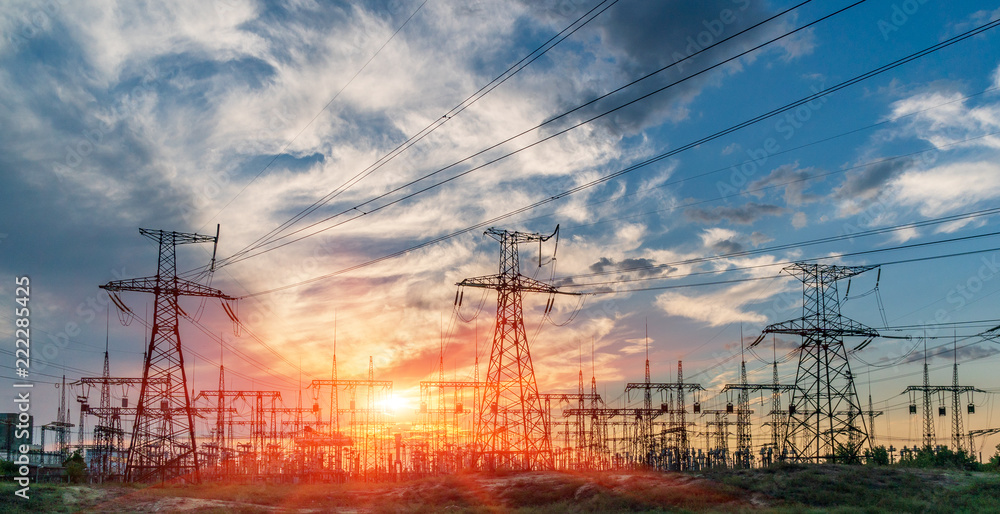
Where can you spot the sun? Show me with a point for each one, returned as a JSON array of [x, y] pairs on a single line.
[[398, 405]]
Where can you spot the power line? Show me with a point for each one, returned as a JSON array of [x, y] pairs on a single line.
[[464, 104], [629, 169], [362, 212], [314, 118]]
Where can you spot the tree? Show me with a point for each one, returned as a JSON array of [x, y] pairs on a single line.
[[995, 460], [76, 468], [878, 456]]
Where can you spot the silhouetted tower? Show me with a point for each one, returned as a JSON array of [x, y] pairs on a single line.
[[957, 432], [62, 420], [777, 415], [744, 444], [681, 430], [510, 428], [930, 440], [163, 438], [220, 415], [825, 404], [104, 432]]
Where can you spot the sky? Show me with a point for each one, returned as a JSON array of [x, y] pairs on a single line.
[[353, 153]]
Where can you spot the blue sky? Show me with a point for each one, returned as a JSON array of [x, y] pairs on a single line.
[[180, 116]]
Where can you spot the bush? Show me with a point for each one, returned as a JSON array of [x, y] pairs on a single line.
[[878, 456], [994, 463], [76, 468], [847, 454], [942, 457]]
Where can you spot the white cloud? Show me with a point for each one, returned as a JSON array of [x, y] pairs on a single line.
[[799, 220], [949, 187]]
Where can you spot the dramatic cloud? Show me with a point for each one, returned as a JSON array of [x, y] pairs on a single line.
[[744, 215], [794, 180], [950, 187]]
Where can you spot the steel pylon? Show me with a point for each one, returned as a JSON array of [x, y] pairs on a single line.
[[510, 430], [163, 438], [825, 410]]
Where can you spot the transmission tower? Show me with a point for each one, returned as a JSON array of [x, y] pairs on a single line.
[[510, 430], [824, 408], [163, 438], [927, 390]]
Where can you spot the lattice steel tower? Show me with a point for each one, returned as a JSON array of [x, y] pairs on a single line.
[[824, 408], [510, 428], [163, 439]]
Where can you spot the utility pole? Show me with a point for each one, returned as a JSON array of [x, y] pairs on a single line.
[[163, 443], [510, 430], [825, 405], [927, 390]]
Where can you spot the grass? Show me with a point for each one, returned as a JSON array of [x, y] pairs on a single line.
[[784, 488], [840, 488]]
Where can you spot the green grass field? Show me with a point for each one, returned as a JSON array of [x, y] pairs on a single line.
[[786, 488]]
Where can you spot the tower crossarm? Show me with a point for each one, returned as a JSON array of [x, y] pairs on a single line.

---------------

--- Work to be completed ---
Change "spot" to "locate" in the lines starting at the one containing "Where can you spot the white" and ending at the one containing "[[510, 430], [824, 408], [163, 438], [927, 390]]". Return only those lines, with everything else left as it is.

--- Full answer ---
Where can you locate the white cloud? Show me with a point for each one, returned as a JSON array of [x, y] pairs on a single line.
[[799, 220], [949, 187]]
Where can you locate the dramatic cloud? Show me with a point for each one, returned as a JSON array of [x, y] pairs on a single line.
[[744, 215], [794, 180], [950, 187]]
Where can you locate the steel pylon? Show me with a point for each one, returned as a JSON array of [x, y] pairs on a single line.
[[510, 430], [163, 438], [825, 410]]
Where can you locate the transmission tower? Show me with a point for each one, returned as a JSON array of [x, y] pairs on a single line.
[[510, 430], [824, 408], [163, 438], [927, 390]]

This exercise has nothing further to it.